*** Data lines

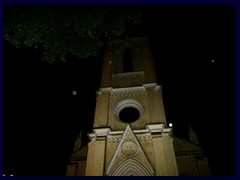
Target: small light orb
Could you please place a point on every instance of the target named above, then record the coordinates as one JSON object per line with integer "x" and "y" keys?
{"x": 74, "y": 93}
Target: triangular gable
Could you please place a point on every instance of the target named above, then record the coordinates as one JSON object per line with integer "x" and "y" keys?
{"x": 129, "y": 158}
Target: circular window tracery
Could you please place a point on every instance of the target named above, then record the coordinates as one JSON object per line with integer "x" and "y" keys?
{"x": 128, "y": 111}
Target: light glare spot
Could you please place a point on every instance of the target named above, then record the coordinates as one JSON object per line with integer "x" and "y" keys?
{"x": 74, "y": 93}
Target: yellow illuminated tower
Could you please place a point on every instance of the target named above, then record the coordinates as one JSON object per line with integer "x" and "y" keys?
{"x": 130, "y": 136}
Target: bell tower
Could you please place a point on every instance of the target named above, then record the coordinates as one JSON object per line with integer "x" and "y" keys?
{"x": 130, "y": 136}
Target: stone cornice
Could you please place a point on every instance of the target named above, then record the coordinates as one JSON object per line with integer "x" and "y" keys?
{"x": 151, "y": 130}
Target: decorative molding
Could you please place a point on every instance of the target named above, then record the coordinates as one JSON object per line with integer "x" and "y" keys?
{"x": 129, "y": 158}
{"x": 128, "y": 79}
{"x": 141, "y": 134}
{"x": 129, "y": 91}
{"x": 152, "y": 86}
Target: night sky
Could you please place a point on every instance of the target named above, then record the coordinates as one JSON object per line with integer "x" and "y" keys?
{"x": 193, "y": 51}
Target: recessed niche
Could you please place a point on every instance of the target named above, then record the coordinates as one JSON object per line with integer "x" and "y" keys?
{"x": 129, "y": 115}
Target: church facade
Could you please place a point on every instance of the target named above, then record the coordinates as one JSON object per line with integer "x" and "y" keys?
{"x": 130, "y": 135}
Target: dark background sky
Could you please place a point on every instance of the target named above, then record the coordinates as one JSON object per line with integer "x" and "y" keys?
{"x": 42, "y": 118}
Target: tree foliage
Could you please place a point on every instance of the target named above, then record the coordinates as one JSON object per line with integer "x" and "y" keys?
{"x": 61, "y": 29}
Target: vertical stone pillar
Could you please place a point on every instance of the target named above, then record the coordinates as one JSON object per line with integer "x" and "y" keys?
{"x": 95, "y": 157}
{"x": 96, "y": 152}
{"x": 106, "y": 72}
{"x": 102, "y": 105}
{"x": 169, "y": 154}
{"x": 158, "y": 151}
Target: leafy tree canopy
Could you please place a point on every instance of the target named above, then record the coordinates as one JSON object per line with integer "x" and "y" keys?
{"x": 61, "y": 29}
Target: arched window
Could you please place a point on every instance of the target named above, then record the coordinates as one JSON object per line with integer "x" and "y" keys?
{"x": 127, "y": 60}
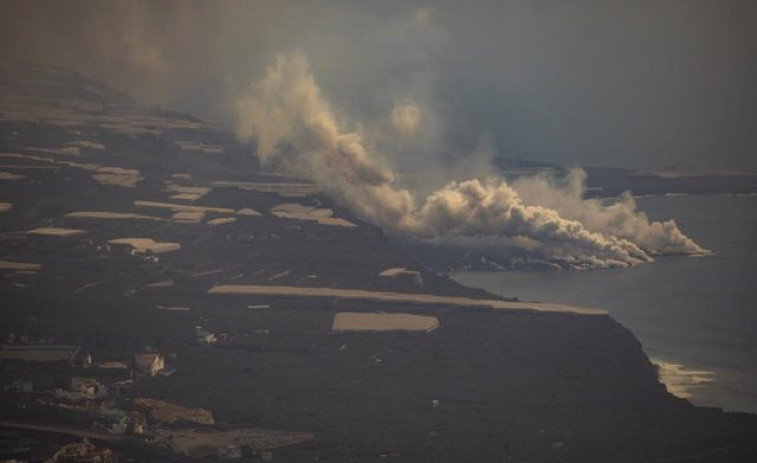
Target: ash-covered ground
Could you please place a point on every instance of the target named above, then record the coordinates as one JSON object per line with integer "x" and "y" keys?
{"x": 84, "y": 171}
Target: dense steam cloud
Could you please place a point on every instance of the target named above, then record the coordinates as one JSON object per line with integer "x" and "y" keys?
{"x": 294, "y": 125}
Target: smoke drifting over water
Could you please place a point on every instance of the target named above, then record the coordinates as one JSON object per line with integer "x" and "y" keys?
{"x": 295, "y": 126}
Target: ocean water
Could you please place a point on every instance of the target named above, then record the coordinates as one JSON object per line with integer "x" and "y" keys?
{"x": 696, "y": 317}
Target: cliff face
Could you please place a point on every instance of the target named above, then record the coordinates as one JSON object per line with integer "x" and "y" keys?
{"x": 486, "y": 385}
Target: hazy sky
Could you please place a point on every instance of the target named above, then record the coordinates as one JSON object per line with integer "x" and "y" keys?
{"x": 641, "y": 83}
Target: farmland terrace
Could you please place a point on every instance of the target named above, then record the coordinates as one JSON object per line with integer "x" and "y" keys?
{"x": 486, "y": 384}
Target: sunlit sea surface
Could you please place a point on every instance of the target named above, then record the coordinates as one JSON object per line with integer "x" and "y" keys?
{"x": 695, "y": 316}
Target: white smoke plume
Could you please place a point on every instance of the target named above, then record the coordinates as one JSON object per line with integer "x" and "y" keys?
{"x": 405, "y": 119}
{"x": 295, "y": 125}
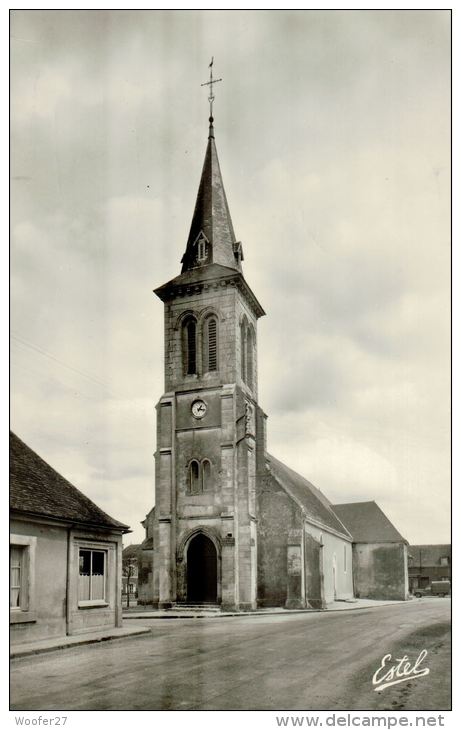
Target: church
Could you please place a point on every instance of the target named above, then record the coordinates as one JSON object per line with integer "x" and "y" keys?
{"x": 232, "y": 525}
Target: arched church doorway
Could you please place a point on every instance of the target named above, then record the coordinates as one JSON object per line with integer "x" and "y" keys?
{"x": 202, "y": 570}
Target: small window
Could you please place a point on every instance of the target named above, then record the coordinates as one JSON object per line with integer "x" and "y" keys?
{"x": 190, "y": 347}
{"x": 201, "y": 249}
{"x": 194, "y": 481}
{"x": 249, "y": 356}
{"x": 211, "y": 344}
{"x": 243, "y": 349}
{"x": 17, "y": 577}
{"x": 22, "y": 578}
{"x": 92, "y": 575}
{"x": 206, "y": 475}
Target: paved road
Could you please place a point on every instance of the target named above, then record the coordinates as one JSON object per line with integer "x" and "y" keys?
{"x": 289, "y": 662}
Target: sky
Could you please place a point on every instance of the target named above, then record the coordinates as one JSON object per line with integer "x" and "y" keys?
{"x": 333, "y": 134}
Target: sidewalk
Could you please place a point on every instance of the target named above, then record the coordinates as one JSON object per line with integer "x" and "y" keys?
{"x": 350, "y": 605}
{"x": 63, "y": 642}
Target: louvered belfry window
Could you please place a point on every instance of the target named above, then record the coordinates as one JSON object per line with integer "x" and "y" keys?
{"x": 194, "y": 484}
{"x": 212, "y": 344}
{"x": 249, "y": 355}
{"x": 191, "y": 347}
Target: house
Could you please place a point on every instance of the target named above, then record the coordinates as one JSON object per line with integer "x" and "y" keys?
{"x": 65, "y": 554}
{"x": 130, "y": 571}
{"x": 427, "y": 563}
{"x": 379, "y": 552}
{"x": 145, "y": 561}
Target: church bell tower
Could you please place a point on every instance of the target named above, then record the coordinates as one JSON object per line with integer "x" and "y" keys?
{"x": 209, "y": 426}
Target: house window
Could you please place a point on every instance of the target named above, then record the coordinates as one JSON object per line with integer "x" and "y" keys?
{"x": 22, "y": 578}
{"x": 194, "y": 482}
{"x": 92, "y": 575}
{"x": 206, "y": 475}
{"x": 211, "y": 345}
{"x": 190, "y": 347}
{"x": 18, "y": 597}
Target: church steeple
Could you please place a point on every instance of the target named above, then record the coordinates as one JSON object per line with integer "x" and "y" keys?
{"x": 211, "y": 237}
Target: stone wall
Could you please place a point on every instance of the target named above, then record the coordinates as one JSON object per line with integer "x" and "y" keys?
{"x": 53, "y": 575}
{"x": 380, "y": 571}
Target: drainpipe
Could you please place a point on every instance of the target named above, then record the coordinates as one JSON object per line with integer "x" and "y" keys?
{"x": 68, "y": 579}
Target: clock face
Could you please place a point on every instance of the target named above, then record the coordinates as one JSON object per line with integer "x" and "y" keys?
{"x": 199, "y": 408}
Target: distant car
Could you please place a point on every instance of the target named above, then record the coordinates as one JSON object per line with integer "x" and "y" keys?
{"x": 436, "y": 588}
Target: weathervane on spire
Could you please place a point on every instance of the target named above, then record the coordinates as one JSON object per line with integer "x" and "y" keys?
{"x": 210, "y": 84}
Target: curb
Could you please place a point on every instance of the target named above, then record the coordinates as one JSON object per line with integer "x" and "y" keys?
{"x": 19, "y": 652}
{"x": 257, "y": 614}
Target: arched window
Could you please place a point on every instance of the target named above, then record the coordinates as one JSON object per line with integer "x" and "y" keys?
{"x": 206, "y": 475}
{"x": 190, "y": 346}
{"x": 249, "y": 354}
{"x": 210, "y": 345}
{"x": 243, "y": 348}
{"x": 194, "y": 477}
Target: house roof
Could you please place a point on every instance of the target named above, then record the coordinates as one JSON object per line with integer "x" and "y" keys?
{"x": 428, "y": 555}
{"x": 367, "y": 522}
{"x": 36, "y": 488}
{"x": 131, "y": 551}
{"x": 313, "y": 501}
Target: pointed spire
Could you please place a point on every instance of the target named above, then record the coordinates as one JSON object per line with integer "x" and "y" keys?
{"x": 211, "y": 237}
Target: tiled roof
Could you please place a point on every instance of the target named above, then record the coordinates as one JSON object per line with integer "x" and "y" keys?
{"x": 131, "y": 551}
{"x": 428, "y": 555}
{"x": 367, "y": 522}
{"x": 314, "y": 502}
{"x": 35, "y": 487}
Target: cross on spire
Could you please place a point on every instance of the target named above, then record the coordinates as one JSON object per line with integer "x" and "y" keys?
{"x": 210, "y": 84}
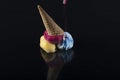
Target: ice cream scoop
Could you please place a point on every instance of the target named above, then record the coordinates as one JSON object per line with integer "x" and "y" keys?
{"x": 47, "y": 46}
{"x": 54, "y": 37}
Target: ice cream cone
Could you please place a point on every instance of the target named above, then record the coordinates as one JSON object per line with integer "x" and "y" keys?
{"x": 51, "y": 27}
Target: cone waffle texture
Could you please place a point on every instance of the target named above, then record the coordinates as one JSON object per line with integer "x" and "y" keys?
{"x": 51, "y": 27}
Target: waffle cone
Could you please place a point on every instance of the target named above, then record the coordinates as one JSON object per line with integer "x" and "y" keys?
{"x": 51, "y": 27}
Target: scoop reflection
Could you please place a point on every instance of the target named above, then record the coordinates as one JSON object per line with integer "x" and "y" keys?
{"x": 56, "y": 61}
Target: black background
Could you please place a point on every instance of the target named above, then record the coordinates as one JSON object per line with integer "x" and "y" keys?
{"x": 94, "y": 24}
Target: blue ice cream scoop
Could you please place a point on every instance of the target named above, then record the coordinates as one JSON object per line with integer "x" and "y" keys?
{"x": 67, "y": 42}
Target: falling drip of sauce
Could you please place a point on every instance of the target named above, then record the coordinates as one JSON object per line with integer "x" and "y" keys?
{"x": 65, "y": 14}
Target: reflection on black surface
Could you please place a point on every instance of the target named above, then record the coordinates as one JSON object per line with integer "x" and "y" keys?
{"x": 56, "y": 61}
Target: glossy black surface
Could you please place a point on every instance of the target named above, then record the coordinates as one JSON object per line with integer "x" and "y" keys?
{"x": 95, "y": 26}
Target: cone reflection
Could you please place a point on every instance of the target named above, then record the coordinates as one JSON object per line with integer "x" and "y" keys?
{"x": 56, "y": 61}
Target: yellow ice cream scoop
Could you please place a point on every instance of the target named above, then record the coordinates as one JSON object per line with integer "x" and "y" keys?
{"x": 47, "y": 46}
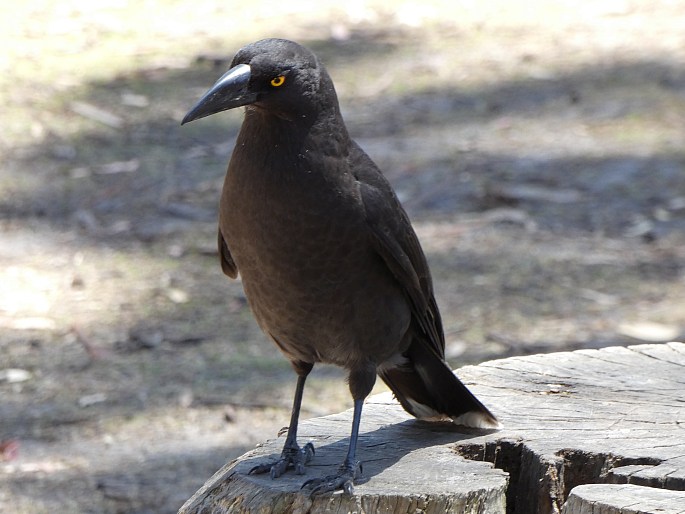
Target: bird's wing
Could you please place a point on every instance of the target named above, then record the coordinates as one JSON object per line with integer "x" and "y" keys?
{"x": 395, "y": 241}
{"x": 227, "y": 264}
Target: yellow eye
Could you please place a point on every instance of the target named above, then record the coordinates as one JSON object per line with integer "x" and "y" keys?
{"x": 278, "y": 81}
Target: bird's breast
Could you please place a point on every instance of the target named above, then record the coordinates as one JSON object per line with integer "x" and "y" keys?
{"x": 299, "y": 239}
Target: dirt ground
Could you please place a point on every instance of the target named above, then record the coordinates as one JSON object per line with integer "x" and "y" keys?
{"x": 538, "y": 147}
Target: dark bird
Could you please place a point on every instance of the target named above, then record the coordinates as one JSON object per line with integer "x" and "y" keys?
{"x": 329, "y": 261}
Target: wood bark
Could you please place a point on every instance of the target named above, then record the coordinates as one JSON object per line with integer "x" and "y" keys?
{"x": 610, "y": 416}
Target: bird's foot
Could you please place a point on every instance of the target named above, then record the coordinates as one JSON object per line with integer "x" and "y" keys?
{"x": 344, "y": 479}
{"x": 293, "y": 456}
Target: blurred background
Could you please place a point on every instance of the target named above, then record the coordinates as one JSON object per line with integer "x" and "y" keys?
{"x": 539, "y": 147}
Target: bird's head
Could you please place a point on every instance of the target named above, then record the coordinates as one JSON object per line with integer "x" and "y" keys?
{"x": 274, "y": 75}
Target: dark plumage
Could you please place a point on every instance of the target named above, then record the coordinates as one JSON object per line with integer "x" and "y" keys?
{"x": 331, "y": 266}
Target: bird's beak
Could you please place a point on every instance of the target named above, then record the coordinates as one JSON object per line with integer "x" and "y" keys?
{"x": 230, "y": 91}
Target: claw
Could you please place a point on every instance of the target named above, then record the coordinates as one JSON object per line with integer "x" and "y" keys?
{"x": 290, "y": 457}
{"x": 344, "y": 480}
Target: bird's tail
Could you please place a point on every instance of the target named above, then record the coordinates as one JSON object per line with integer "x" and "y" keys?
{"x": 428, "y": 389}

******

[Aim]
All lines from the line containing "Target: wood bark" through the end of the listing above are to be duplicated exactly; include both ends and nothing further.

[Full output]
Target: wood bark
Could you please place a point on every instance of the target named above, then record the coordinates as one JSON object per line with integer "x" and "y" keys?
{"x": 610, "y": 416}
Target: bird's foot
Could you please place a point on every instance of the target named above, then record the coordinates as one JSON object per line with integer "x" and "y" keys?
{"x": 344, "y": 479}
{"x": 293, "y": 456}
Target: blurred background
Could you please place a point on every instance of the target named above, then record the coordinates as one JSON object per line with integer "x" and "y" keys?
{"x": 539, "y": 147}
Target: bird's head
Could you please place a point on every instance of the target named above, then record the coordinates as one JSON object per line with integer "x" and "y" keys?
{"x": 274, "y": 75}
Target: dark plumage
Could you please place a point on every instance of the target named above, then record the coordinates as one JSON object per line with integer "x" and "y" keys?
{"x": 331, "y": 266}
Target: bird's beak
Could you please place a point on every instance of the target named above, then record the coordinates as one JSON object per line with integer "x" and "y" keys?
{"x": 230, "y": 91}
Target: claw
Could you please place a point on every instance of the target named above, then record the coordinates as one JSON object per line with integer "x" and "y" keys?
{"x": 290, "y": 457}
{"x": 344, "y": 480}
Target: bird's tail
Could you please place a point on every instance of the target named above, then record the coordinates as one JSON object per line with integer "x" and "y" keys?
{"x": 428, "y": 389}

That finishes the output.